* **CONSEGNA**
Prosegui il testo sul progetto del Parco Archeologico Urbano di Napoli, riprendendo subito dopo la sua ultima frase.

* **ESTRATTO FORNITO**
= = =

Il progetto mira a porre le basi per la realizzazione del Parco Archeologico Urbano della Città di Napoli a partire da un contesto unico al mondo per stratificazione e tipologie di rinvenimenti: l’area di Piazza Municipio che unisce il complesso di Castel Nuovo alla sottostante area archeologica in cui è stato individuato l’antico porto di Napoli risalente al II sec. Dc.
L’applicazione di tecnologie innovative e la loro integrazione con le conoscenze di tipo umanistico contribuiranno a migliorare la fruibilità del patrimonio culturale locale e potenziare l’attrattività turistica del territorio.
Ampio spazio nel progetto è dato anche all’analisi dei rischi a cui sono sottoposti i parchi archeologici in termini di usura delle aree e dei monumenti a causa di agenti ambientali (rischi geologici, idrogeologici e sismici) e antropici, compresi quelli derivanti dalla pressione turistica.

= = =

* **MATERIALE PRESENTATO**
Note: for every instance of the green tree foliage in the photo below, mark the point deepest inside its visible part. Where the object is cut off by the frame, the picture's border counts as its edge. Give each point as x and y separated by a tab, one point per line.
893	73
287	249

= = =

* **SPAZIO RISPOSTA**
In quest’ambito si inseriscono le attività dei ricercatori dell’IREA che contribuiscono allo studio dello stato di conservazione, alla valutazione dei rischi e all’acquisizione di informazioni utili a pianificare interventi di tutela, conservazione e restauro, attraverso la realizzazione di una rete integrata di sensori per il monitoraggio del patrimonio archeologico, monumentale e ambientale del parco.
Vengono utilizzati sensori in fibra ottica per il monitoraggio della temperatura e delle deformazioni di ambienti e strutture; il telerilevamento satellitare per l’analisi delle deformazioni nelle aree di interesse fino alla scala dei singoli edifici e strutture e sono impiegati radar marini per il monitoraggio e le previsioni delle condizioni meteomarine nell’area del PAUN. Inoltre vengono effettuate analisi non invasive per la caratterizzazione dei manufatti di pregio e il rinvenimento di criticità relative alla conservazione.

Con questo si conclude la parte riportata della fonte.